* [WRITTEN REQUEST]:
Can you pull every line out of the material below and reproduce each one verbatim?

==============================

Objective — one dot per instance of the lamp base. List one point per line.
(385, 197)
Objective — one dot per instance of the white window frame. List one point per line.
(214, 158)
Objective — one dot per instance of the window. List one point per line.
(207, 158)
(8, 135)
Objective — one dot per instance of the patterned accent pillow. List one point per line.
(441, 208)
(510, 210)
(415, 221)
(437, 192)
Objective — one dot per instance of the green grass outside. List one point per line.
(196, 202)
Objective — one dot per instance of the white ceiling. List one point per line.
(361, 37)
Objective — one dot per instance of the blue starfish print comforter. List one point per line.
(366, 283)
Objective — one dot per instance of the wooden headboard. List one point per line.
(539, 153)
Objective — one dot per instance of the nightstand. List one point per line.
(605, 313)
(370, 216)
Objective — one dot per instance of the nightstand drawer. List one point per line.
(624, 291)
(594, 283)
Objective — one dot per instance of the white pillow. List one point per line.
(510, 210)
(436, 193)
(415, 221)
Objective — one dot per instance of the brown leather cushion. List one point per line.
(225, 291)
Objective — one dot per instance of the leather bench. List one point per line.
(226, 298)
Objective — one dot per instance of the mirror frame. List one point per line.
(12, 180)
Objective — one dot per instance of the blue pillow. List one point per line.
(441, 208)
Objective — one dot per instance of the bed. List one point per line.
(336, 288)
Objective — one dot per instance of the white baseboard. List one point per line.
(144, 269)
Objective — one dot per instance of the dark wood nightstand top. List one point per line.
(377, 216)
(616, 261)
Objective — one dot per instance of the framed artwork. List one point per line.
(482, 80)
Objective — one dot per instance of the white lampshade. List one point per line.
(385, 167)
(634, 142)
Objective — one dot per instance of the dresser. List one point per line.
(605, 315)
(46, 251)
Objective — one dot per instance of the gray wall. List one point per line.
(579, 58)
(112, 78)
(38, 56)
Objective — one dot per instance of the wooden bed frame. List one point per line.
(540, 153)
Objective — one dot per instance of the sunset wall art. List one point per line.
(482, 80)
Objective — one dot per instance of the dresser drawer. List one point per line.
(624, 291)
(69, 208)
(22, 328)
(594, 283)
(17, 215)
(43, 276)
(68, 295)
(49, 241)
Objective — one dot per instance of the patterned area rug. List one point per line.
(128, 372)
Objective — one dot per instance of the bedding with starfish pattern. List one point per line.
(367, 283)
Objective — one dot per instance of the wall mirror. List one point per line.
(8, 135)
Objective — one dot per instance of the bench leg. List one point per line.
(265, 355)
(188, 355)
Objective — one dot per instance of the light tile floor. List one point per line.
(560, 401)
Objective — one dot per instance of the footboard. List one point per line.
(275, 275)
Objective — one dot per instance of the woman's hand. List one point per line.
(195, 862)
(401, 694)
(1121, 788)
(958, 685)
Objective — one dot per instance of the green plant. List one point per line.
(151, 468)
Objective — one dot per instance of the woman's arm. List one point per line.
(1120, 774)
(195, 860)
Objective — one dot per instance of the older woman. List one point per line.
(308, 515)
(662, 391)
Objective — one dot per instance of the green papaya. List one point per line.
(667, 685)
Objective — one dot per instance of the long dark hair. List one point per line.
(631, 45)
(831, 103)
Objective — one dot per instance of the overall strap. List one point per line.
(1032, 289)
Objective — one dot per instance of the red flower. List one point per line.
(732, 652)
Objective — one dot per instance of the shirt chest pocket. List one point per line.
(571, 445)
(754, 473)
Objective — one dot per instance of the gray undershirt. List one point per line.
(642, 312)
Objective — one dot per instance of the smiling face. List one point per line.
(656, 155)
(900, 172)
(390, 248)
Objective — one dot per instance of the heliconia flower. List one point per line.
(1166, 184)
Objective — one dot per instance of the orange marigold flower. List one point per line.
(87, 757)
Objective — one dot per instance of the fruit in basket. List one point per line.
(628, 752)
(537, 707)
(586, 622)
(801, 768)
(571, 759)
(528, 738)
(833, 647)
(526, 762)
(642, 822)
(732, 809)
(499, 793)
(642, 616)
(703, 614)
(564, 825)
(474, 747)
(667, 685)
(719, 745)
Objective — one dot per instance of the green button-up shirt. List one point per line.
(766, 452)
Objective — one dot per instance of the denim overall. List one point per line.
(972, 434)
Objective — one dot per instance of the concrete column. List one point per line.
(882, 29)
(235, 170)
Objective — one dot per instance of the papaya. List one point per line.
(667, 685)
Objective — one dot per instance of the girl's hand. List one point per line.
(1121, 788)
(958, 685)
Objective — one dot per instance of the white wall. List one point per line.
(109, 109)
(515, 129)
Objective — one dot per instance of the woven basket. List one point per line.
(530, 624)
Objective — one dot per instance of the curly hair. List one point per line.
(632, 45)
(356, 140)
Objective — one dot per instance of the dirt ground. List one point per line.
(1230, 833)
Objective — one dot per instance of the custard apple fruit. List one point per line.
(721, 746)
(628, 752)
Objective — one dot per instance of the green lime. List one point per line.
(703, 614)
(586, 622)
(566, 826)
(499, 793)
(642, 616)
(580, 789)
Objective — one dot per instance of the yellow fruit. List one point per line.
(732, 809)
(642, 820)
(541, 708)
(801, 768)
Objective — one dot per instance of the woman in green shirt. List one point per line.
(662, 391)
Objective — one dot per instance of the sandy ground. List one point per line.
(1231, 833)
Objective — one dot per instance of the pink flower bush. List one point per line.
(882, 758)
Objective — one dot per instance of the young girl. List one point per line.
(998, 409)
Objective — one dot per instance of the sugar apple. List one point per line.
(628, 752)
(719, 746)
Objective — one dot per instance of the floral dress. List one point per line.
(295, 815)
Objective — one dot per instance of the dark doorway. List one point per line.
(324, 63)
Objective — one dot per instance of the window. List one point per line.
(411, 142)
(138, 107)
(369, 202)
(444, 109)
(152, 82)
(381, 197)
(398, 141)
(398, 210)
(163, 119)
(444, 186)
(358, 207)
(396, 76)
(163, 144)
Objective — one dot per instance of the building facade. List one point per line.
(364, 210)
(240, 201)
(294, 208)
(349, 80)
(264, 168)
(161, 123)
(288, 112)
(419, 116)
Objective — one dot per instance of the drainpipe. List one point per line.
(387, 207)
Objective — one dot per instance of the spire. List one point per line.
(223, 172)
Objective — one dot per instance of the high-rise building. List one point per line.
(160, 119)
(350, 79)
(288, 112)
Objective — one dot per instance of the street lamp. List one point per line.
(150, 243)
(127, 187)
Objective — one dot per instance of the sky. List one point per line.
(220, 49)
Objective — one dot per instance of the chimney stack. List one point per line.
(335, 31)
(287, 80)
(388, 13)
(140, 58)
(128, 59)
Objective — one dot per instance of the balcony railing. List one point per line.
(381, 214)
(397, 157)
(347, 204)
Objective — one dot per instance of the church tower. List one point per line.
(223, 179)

==============================

* [PROBLEM SOLUTION]:
Objective — one dot per instance of the lamp base. List one point per line.
(385, 197)
Objective — one dot per instance of the white window frame. List one point per line.
(214, 158)
Objective — one dot per instance of the window. List one point per line.
(207, 158)
(8, 135)
Objective — one dot per instance of the patterned accent pillow. List one point per line.
(441, 208)
(510, 210)
(415, 221)
(437, 192)
Objective — one dot per instance of the green grass outside. List one point per line.
(196, 202)
Objective — one dot per instance of the white ceiling. List one point per line.
(361, 37)
Objective — one dot per instance of the blue starfish print comforter. List one point per line.
(366, 283)
Objective — one dot per instance of the wooden headboard. List one point per line.
(539, 153)
Objective — one dot per instance of the nightstand. List one point per line.
(605, 313)
(370, 216)
Objective — one dot per instance of the nightstand drawer. List one point per line.
(624, 291)
(594, 283)
Objective — one dot per instance of the white pillow. List one point per line.
(510, 210)
(436, 193)
(415, 221)
Objective — one dot per instance of the brown leather cushion. List one point per line.
(225, 291)
Objective — one dot per instance of the leather bench. List one point per line.
(226, 298)
Objective — one dot per instance of the mirror frame. List one point per line.
(12, 180)
Objective — one dot per instance of the blue pillow. List one point per line.
(441, 208)
Objective — one dot per instance of the bed. List one point per line.
(336, 288)
Objective — one dot per instance of the white baseboard. List one point per line.
(144, 269)
Objective — one dot per instance of the dark wood nightstand top. List one point per line.
(377, 216)
(616, 261)
Objective — one dot per instance of the framed artwork. List one point per line.
(482, 80)
Objective — one dot per instance of the white lampshade. List one point per line.
(385, 167)
(634, 142)
Objective — one dot per instance of the dresser. List one point per line.
(605, 315)
(46, 251)
Objective — one dot per instance of the gray wall. List one point per line.
(579, 58)
(112, 78)
(38, 56)
Objective — one dot per instance of the wooden bed frame. List one point per line.
(540, 153)
Objective — one dot per instance of the sunset wall art. List one point per line.
(482, 80)
Objective — one dot per instance of the dresser drawer. List one point per line.
(624, 291)
(69, 208)
(22, 328)
(594, 283)
(17, 215)
(43, 276)
(68, 295)
(49, 241)
Objective — one dot per instance of the patterned area rug. List one point per line.
(128, 372)
Objective — one dot per instance of the bedding with starfish pattern. List one point per line.
(367, 283)
Objective — one dot per instance of the wall mirror. List one point per line.
(8, 135)
Objective — one dot per instance of the bench leg. List one point per line.
(265, 355)
(188, 355)
Objective — one dot per instance of the light tile floor. List one point per line.
(560, 401)
Objective — one dot per instance of the footboard. List one point per line.
(275, 275)
Objective — one dot per instance of the woman's hand. List one point per line.
(195, 862)
(401, 694)
(1121, 788)
(958, 685)
Objective — one dot per instance of the green plant. List one point per line.
(151, 468)
Objective — one dot per instance of the woman's arm. List one point per line.
(1120, 774)
(195, 860)
Objective — one dot per instance of the older woman. List one point per line.
(308, 515)
(662, 391)
Objective — one dot per instance of the green papaya. List one point per line.
(667, 685)
Objective — one dot per instance of the long dark hair. List one point per line.
(631, 45)
(831, 103)
Objective — one dot per instance of the overall strap. List one point per line.
(1032, 289)
Objective — one dot per instance of the red flower. List one point per line.
(732, 652)
Objective — one dot per instance of the shirt chest pocket. List one point per line.
(571, 445)
(754, 473)
Objective — one dot per instance of the gray undershirt. List one point per line.
(642, 312)
Objective — one dot per instance of the smiling face. List one point per line.
(656, 155)
(900, 172)
(390, 248)
Objective — one dot per instance of the heliconia flower. List one point per line.
(1166, 184)
Objective — one dot per instance of the orange marigold flower. List one point per line.
(87, 757)
Objective — one dot per instance of the fruit in basket. List one point per line.
(628, 752)
(537, 707)
(586, 622)
(801, 768)
(571, 759)
(528, 738)
(833, 647)
(526, 762)
(642, 822)
(732, 809)
(499, 793)
(642, 616)
(703, 614)
(564, 825)
(474, 747)
(667, 685)
(719, 745)
Objective — one dot per instance of the green button-up shirt. List one point per line.
(766, 452)
Objective — one dot per instance of the denim overall. List one point per line.
(972, 434)
Objective — one dot per instance of the concrete column. List one point per line.
(882, 29)
(235, 170)
Objective — one dot per instance of the papaya. List one point per line.
(667, 685)
Objective — one dot per instance of the girl's hand. List one point per line.
(1121, 788)
(958, 685)
Objective — one dot per instance of the white wall. List one point per line.
(109, 109)
(515, 129)
Objective — one dot per instance of the woven basket. List one point per line.
(530, 624)
Objective — one dot per instance of the curly hair. List one point per line.
(632, 45)
(356, 140)
Objective — one dot per instance of the dirt ground. List one point per line.
(1230, 833)
Objective — one dot per instance of the custard apple fruit. List one point per line.
(721, 746)
(628, 752)
Objective — one dot per instance of the green lime. List one point per line.
(703, 614)
(586, 622)
(566, 826)
(499, 793)
(642, 616)
(580, 789)
Objective — one dot per instance of the yellow fruit. List one point per line.
(732, 809)
(642, 820)
(541, 708)
(801, 768)
Objective — one dot per instance of the woman in green shirt. List one point per line.
(662, 391)
Objective — one dot per instance of the sandy ground. List one point per line.
(1231, 833)
Objective — one dot per instance of the pink flower bush. List one point per line.
(882, 758)
Objective — one dot per instance of the young girl. List one point per line.
(998, 409)
Objective — one dot per instance of the sugar apple. List one point per line.
(628, 752)
(719, 746)
Objective — one dot per instance of the floral dress. List one point per line.
(295, 815)
Objective — one dot per instance of the dark doorway. List one point per line.
(324, 63)
Objective — one dot per instance of the window. List one point per line.
(411, 142)
(138, 107)
(369, 202)
(444, 109)
(152, 82)
(381, 197)
(398, 141)
(398, 210)
(163, 119)
(444, 186)
(358, 207)
(396, 76)
(163, 144)
Objective — one dot per instance of the building facade. List one point per line.
(364, 210)
(240, 201)
(294, 208)
(349, 80)
(264, 168)
(161, 123)
(288, 112)
(419, 116)
Objective — one dot per instance of the drainpipe. List one point per line.
(387, 207)
Objective — one dot per instance of the spire. List one point per line.
(223, 172)
Objective — one dot per instance of the high-rise building. List one point per line.
(160, 119)
(350, 79)
(288, 112)
Objective — one dot per instance of the street lamp. List one point per line.
(150, 243)
(127, 187)
Objective — one dot per instance of the sky. List one point per line.
(220, 49)
Objective — one dot per instance of the chimney stack. List one point per line.
(335, 31)
(287, 80)
(388, 13)
(140, 58)
(128, 59)
Objective — one dot per instance of the balcony railing. List one point per line.
(381, 214)
(397, 157)
(347, 204)
Objective — one dot per instance of the church tower. List one point per line.
(223, 179)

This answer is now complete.